__Stated problem__
Please put the lines of the data below into a JSON list of strings, one string per line with blank lines omitted, starting at the line containing "Target: tent entrance flap" and continuing through the end of the data.

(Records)

==========

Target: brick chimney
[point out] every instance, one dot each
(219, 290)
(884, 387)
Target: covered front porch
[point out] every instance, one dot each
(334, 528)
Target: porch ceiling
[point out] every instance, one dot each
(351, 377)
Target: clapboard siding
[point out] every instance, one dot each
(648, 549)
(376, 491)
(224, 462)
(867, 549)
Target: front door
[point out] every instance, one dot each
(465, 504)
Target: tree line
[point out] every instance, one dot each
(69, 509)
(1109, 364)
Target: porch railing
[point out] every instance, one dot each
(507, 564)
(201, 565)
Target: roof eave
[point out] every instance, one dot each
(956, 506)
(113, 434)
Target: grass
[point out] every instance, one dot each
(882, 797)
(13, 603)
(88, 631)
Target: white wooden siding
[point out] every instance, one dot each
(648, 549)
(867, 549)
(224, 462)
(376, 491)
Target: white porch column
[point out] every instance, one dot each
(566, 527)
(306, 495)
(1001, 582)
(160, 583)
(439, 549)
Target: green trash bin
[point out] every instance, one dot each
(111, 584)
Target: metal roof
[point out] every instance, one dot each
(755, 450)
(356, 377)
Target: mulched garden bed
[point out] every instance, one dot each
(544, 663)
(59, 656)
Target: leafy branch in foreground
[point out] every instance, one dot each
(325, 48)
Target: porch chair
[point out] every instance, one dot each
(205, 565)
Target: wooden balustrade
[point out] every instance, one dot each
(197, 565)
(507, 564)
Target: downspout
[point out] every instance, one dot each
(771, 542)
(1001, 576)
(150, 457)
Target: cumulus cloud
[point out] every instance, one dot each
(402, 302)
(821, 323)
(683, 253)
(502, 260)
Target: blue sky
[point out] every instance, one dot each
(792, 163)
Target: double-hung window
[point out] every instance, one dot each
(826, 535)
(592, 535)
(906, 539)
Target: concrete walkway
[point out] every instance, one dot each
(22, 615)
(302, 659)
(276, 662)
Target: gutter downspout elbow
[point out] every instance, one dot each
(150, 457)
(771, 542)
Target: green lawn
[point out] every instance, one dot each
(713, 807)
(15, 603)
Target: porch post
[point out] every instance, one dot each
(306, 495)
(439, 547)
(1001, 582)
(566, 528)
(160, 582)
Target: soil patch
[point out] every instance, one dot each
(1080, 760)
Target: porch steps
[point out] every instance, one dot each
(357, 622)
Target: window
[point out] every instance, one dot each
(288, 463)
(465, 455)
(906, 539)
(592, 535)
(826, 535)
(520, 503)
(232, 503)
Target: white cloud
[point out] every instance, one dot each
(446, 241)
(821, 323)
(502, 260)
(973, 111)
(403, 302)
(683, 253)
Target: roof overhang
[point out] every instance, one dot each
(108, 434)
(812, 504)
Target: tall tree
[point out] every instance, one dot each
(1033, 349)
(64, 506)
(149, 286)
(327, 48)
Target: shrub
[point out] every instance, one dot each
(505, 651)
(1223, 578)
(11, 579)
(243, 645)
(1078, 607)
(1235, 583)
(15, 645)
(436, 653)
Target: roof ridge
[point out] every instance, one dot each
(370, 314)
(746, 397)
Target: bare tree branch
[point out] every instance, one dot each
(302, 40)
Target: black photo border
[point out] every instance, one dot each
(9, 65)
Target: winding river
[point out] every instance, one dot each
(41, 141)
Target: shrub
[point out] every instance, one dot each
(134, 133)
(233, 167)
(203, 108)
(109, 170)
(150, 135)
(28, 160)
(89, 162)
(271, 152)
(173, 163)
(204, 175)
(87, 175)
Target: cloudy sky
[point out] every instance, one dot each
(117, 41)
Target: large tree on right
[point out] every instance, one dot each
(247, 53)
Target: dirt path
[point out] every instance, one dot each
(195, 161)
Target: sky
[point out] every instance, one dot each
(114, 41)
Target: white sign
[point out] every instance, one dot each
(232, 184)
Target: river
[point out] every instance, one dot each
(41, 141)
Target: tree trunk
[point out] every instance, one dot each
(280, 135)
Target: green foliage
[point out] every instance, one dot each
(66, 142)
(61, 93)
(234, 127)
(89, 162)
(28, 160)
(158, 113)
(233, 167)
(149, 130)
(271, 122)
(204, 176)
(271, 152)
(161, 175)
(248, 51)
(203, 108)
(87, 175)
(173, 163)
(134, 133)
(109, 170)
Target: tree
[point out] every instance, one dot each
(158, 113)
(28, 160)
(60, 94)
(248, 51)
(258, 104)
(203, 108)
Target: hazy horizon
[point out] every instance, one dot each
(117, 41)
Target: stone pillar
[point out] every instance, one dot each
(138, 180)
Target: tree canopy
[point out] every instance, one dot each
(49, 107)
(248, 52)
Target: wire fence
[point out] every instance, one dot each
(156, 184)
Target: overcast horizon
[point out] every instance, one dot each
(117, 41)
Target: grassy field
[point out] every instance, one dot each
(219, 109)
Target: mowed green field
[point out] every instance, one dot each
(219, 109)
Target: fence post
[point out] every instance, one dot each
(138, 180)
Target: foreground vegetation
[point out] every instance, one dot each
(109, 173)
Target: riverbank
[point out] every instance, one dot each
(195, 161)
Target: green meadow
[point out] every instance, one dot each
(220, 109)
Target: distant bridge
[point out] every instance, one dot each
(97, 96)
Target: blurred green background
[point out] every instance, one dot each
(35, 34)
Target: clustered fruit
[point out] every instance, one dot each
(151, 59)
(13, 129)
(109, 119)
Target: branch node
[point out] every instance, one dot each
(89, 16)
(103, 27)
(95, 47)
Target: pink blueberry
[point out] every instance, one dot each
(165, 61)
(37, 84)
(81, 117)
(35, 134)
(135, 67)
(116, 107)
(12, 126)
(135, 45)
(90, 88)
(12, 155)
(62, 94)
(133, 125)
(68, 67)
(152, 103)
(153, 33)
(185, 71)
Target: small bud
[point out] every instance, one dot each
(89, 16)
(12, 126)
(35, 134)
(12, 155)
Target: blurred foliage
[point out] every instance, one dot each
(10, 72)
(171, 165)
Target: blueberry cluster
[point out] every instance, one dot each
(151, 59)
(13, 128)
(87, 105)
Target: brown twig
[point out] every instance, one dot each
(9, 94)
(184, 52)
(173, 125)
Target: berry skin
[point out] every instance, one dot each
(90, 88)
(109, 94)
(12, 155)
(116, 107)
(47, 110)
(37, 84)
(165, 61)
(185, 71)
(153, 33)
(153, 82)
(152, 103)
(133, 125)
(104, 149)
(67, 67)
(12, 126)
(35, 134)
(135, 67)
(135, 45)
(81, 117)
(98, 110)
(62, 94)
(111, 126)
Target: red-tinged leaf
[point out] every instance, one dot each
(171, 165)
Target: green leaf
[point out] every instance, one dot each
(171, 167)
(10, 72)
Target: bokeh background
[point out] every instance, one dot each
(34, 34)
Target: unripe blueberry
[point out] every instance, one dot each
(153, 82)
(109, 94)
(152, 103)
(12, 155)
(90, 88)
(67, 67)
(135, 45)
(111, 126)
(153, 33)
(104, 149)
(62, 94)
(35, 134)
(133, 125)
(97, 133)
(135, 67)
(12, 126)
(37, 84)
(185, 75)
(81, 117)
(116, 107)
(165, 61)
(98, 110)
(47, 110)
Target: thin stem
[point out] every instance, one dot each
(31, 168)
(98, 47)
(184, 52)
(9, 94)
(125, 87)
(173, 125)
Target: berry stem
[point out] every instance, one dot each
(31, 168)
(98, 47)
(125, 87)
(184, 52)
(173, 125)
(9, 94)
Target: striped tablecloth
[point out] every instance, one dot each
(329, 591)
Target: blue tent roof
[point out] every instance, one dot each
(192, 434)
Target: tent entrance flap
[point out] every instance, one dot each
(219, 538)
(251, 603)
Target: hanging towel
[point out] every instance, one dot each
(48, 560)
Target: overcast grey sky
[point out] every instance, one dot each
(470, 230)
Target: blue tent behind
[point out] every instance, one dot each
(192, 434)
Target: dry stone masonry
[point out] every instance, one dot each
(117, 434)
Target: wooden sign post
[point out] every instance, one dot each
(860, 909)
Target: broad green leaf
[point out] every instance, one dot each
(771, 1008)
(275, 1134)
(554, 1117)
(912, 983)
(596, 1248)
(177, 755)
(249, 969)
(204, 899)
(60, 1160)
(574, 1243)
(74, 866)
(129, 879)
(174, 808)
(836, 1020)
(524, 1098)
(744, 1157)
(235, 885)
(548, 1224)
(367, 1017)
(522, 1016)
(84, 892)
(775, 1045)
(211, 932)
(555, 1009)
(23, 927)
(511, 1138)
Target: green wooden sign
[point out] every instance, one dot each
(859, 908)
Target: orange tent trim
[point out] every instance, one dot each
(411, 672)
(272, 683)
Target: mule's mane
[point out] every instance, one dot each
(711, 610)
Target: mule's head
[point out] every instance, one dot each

==========

__Answer to the problem__
[
  "Target: tent entrance flap",
  "[point out] every instance, one dot each",
  "(219, 538)",
  "(251, 603)",
  "Target: hanging towel",
  "[point out] every instance, one dot each",
  "(48, 560)",
  "Target: overcast grey sky",
  "[point out] every instance, one dot each",
  "(470, 230)",
  "Target: blue tent behind",
  "[point out] every instance, one dot each",
  "(192, 434)",
  "Target: dry stone masonry",
  "[point out] every instance, one dot each",
  "(117, 434)",
  "Target: wooden sign post",
  "[point out] every instance, one dot each",
  "(860, 909)",
  "Target: broad green leaf",
  "[point out] every instance, one dot each",
  "(771, 1008)",
  "(275, 1134)",
  "(554, 1117)",
  "(912, 983)",
  "(596, 1248)",
  "(177, 755)",
  "(249, 969)",
  "(204, 899)",
  "(60, 1160)",
  "(574, 1243)",
  "(74, 866)",
  "(129, 879)",
  "(174, 808)",
  "(836, 1020)",
  "(524, 1098)",
  "(744, 1157)",
  "(235, 885)",
  "(548, 1224)",
  "(367, 1017)",
  "(522, 1016)",
  "(84, 892)",
  "(775, 1045)",
  "(211, 932)",
  "(555, 1009)",
  "(23, 927)",
  "(511, 1138)",
  "Target: green wooden sign",
  "[point out] every instance, one dot each",
  "(859, 908)",
  "Target: orange tent trim",
  "[point out] every instance, one dot each",
  "(411, 672)",
  "(272, 683)",
  "Target: mule's mane",
  "[point out] every instance, one dot each",
  "(711, 610)",
  "Target: mule's head",
  "[point out] every instance, one dot each"
]